| SOAL LATIHAN 1 |
Dalam berita tentang penghapusan presidential threshold, siapa yang mengumumkan putusan MK dalam sidang pleno di Jakarta?

| TEKS BACAAN |
MK Hapus Presidential Threshold, Buka Peluang Lebih Banyak Kandidat Capres-Cawapres
JAKARTA, NusaBali.com – Mahkamah Konstitusi (MK) memutuskan menghapus ketentuan ambang batas minimal (presidential threshold) dalam pengusulan pasangan calon presiden dan wakil presiden sebagaimana diatur dalam Pasal 222 Undang-Undang Nomor 7 Tahun 2017 tentang Pemilu. Putusan tersebut dinyatakan bertentangan dengan Undang-Undang Dasar Negara Republik Indonesia Tahun 1945 dan resmi diumumkan oleh Ketua MK, Suhartoyo, dalam sidang pleno di Jakarta, Kamis (2/1/2025).
“Mengabulkan permohonan para pemohon untuk seluruhnya,” ujar Suhartoyo saat membacakan amar putusan Nomor 62/PUU-XXII/2024.
Dalam pertimbangannya, Wakil Ketua MK Saldi Isra menjelaskan bahwa pengusulan pasangan calon presiden dan wakil presiden merupakan hak konstitusional partai politik atau gabungan partai politik peserta pemilu. MK menilai, penggunaan hasil pemilu anggota DPR sebelumnya sebagai dasar penentuan hak tersebut menciptakan ketidakadilan, khususnya bagi partai politik baru.
“Partai politik baru yang dinyatakan lolos sebagai peserta pemilu serta-merta kehilangan hak konstitusionalnya untuk mengusulkan pasangan calon,” kata Saldi.

| SOAL LATIHAN 2 |
Sajikan sebagai daftar bernomor baris-baris catatan mulai dari awal catatan sampai baris yang memuat "x=265, y=439", kedua ujungnya termasuk, tanpa baris kosong.

(Catatan dataset tentang lokasi objek)
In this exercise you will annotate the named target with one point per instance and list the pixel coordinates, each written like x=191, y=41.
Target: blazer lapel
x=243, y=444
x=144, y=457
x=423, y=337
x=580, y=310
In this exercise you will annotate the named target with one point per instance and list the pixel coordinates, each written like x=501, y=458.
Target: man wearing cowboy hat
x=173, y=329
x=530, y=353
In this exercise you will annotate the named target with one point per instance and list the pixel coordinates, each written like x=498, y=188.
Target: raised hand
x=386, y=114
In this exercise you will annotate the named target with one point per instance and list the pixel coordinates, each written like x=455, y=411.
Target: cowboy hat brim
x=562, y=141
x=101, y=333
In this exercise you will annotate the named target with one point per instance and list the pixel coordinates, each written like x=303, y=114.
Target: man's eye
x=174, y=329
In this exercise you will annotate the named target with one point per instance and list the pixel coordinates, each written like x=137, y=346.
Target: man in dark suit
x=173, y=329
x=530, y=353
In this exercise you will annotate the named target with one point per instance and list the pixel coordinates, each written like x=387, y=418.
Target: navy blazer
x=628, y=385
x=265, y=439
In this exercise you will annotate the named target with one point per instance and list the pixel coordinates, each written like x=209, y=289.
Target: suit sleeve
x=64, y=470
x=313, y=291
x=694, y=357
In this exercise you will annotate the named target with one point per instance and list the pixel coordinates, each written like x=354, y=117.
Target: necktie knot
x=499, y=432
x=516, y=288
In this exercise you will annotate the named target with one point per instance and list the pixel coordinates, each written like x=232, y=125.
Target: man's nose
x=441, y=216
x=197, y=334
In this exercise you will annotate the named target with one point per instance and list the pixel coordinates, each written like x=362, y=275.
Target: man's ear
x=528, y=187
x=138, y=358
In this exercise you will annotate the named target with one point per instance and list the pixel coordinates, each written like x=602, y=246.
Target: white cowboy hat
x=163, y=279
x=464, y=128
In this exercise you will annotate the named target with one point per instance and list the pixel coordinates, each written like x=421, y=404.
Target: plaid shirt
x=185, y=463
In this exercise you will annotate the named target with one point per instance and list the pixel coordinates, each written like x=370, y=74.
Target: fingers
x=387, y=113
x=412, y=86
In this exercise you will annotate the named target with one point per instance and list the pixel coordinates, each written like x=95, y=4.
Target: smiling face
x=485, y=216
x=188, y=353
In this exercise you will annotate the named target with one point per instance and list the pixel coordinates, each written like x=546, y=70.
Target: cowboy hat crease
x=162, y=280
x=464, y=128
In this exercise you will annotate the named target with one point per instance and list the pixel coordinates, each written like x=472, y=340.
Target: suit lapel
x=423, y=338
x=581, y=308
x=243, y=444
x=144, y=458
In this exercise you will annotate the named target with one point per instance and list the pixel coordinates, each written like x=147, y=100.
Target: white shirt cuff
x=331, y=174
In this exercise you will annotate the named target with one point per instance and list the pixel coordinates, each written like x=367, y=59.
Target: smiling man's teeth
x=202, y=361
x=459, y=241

| JAWABAN LATIHAN 1 |
Ketua MK, Suhartoyo.

| JAWABAN LATIHAN 2 |
1. In this exercise you will annotate the named target with one point per instance and list the pixel coordinates, each written like x=191, y=41.
2. Target: blazer lapel
3. x=243, y=444
4. x=144, y=457
5. x=423, y=337
6. x=580, y=310
7. In this exercise you will annotate the named target with one point per instance and list the pixel coordinates, each written like x=501, y=458.
8. Target: man wearing cowboy hat
9. x=173, y=329
10. x=530, y=353
11. In this exercise you will annotate the named target with one point per instance and list the pixel coordinates, each written like x=498, y=188.
12. Target: raised hand
13. x=386, y=114
14. In this exercise you will annotate the named target with one point per instance and list the pixel coordinates, each written like x=455, y=411.
15. Target: cowboy hat brim
16. x=562, y=141
17. x=101, y=333
18. In this exercise you will annotate the named target with one point per instance and list the pixel coordinates, each written like x=303, y=114.
19. Target: man's eye
20. x=174, y=329
21. In this exercise you will annotate the named target with one point per instance and list the pixel coordinates, each written like x=137, y=346.
22. Target: man in dark suit
23. x=173, y=329
24. x=530, y=353
25. In this exercise you will annotate the named target with one point per instance and list the pixel coordinates, each written like x=387, y=418.
26. Target: navy blazer
27. x=628, y=385
28. x=265, y=439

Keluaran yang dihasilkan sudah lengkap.